▸ **Provided material**:
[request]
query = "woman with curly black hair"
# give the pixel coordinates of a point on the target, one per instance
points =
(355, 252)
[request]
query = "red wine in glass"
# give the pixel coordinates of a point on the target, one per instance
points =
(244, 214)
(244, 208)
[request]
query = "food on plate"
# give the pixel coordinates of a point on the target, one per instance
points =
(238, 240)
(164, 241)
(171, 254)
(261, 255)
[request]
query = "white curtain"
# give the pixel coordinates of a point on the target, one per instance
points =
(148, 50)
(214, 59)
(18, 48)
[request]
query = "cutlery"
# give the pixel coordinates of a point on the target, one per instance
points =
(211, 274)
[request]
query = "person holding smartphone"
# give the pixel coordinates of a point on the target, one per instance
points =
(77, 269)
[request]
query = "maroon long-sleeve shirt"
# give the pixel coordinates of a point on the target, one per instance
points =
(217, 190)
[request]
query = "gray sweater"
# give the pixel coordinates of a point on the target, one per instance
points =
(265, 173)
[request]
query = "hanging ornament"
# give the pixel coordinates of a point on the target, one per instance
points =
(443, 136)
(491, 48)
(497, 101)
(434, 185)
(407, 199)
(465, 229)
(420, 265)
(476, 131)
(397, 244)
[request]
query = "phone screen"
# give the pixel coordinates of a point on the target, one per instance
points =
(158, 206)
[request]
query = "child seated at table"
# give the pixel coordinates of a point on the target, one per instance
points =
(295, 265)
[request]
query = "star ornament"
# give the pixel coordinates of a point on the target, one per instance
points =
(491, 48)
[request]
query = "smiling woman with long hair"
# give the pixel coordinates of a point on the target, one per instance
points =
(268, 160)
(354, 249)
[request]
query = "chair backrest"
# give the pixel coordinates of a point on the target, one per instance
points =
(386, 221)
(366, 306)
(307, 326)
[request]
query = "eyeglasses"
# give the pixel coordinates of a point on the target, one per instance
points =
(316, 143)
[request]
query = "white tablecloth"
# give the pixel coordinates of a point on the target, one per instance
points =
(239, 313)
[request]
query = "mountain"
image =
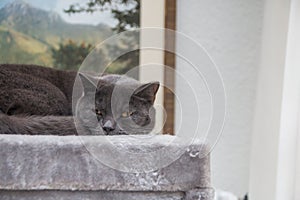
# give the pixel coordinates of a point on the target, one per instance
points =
(27, 34)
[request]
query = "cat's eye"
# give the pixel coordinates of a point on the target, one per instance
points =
(126, 114)
(98, 112)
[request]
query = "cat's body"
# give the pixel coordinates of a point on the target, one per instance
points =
(38, 101)
(35, 90)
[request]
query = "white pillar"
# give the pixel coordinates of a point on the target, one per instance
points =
(153, 15)
(276, 123)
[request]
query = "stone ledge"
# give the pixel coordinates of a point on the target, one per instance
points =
(63, 163)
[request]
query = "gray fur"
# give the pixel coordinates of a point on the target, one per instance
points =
(32, 98)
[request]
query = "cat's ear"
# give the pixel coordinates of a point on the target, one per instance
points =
(147, 91)
(88, 83)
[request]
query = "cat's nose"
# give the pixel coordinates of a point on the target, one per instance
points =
(108, 126)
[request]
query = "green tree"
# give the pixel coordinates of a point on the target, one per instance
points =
(127, 16)
(70, 55)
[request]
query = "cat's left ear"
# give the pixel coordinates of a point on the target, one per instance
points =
(89, 85)
(147, 91)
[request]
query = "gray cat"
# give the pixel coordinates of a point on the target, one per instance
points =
(38, 101)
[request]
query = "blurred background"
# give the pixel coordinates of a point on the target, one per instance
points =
(254, 43)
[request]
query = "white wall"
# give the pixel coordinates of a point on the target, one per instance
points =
(231, 32)
(274, 154)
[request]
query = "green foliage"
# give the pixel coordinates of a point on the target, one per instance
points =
(71, 55)
(28, 34)
(126, 18)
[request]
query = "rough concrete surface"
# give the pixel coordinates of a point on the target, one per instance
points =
(55, 167)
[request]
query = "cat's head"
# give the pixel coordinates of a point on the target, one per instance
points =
(122, 105)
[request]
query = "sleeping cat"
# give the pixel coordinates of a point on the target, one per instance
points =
(36, 100)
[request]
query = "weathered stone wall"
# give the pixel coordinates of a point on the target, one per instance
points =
(53, 167)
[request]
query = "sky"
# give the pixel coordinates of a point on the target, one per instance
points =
(59, 5)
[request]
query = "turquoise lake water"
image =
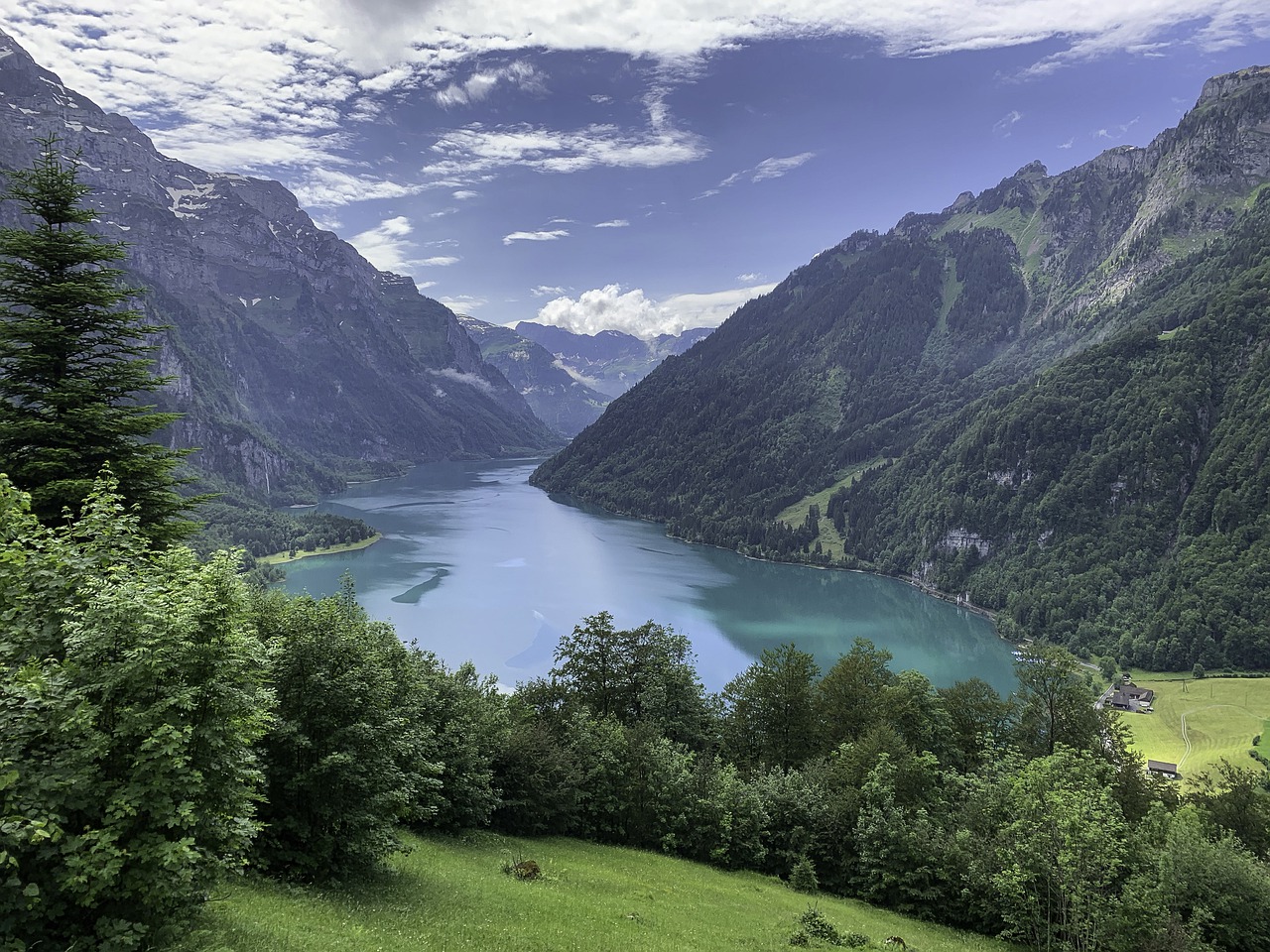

▸ **Given request**:
How many lines of the records above contain the string "long"? Matching is case-sensitive; give only the number.

▸ **Response to this task**:
2